Required action 1: Summarize the essay about dogs in stores in two sentences.
Required action 2: Carry on the essay about dogs in stores, starting after its final sentence.

Snowflakes?

The other day one of my students was talking about his job at Walmart.  He said customers bring their dogs into Walmart all the time.

"You mean service dogs, right?" I tried to clarify.

"No, just dogs.  I just leave them alone," he answered. 

"Are you serious?" I asked.

"Walmart just lets them, and we leave them alone.  I'm not getting in trouble over someone's dog."

I was flabbergasted.  What are these people thinking?  Why would you think bringing a dog into a grocery store is your right or need?

First, I grew up when dogs, except for what was called "seeing-eye dogs" never went anywhere.  Second, dogs are not all house-trained and might go when they feel the urge.  Yuck.  Who gets to clean that up?  Third, children often walk up to dogs they don't know and get friendly--they shouldn't but they do.  As the owner and daily walker of a pitbull, I am extremely vigilant about children who have not been trained that all dogs are not sweet puppies and they should give strange dogs a wide berth.  Fourth, dogs are still ultimately wide animals; yes, they are thousands of years removed from wolves, but they are still genetically very, very, very close.  They sometimes just do crazy, wild things.

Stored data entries
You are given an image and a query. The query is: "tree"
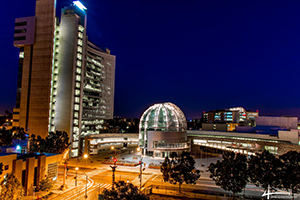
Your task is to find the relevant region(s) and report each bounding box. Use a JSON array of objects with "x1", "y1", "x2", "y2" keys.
[
  {"x1": 0, "y1": 128, "x2": 12, "y2": 146},
  {"x1": 40, "y1": 131, "x2": 71, "y2": 153},
  {"x1": 160, "y1": 152, "x2": 200, "y2": 192},
  {"x1": 209, "y1": 152, "x2": 248, "y2": 198},
  {"x1": 248, "y1": 150, "x2": 281, "y2": 190},
  {"x1": 279, "y1": 151, "x2": 300, "y2": 193},
  {"x1": 39, "y1": 176, "x2": 53, "y2": 191},
  {"x1": 0, "y1": 173, "x2": 23, "y2": 200},
  {"x1": 0, "y1": 163, "x2": 3, "y2": 175},
  {"x1": 102, "y1": 181, "x2": 149, "y2": 200}
]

Answer area 1: A student who works at Walmart told the writer that customers bring ordinary dogs, not service dogs, into the store all the time, and that employees leave them alone. The writer was flabbergasted and objected, pointing out that dogs are not all house-trained and that children often walk up to dogs they don't know.

Answer area 2:
Even more, can these people not live without their dogs for the time it takes to go into Walmart (which, admittedly, can sometimes be long and is never pleasant, for people or dogs?)

But . . . now I have been told that students can bring pets to class not because of a clear disability (I had such a student last year, and her beautiful dog was a joy to behold), but because of a need for comfort. 

Add to this the most bizarre article I've read on Breakpoint in a while: Dog boomers 

I truly am afraid that not just the twenty-somethings but older people are becoming totally unable to cope with life and find alternatives that would have been scoffed at forty years ago.  Self-medicating, not being able to go anywhere without a pet, trigger warnings, seeing offense in everything, microagressions.  Is it going to get worse or are we going to get real?

I read that 28 Coptic Christians were killed today in Egypt.  Yet Americans have to have their puppies with them all the time.  Nowhere have I ever been so confronted with the differences in the West and the rest of the world. 

I'm going to write my Compassion Child in Rwanda now and be reminded of reality.